**DATA RECORDS**
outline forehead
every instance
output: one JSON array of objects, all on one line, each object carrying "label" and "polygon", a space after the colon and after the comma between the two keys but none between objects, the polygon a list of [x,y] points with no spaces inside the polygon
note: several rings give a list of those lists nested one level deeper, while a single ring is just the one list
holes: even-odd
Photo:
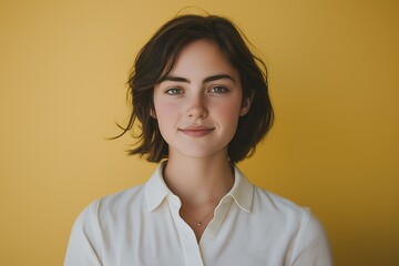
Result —
[{"label": "forehead", "polygon": [[197,40],[180,51],[168,74],[184,78],[204,78],[222,73],[238,79],[237,70],[229,63],[214,41]]}]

**THE REQUEST**
Copy every one of the entries above word for word, omitting the pictures.

**THE COMPLETED TASK**
outline forehead
every instance
output: one JSON array of objects, all on one line, each object carrying "label" and "polygon", a space after the colon and after the comma between the two keys but none between objects, the polygon a list of [x,y] points with no spaces inside the polygon
note: several rings give a list of those lists nested one level deeper, while a single ring is just the one list
holes: even-odd
Photo:
Result —
[{"label": "forehead", "polygon": [[197,40],[180,51],[168,74],[184,78],[204,78],[222,73],[238,79],[237,70],[229,63],[214,41]]}]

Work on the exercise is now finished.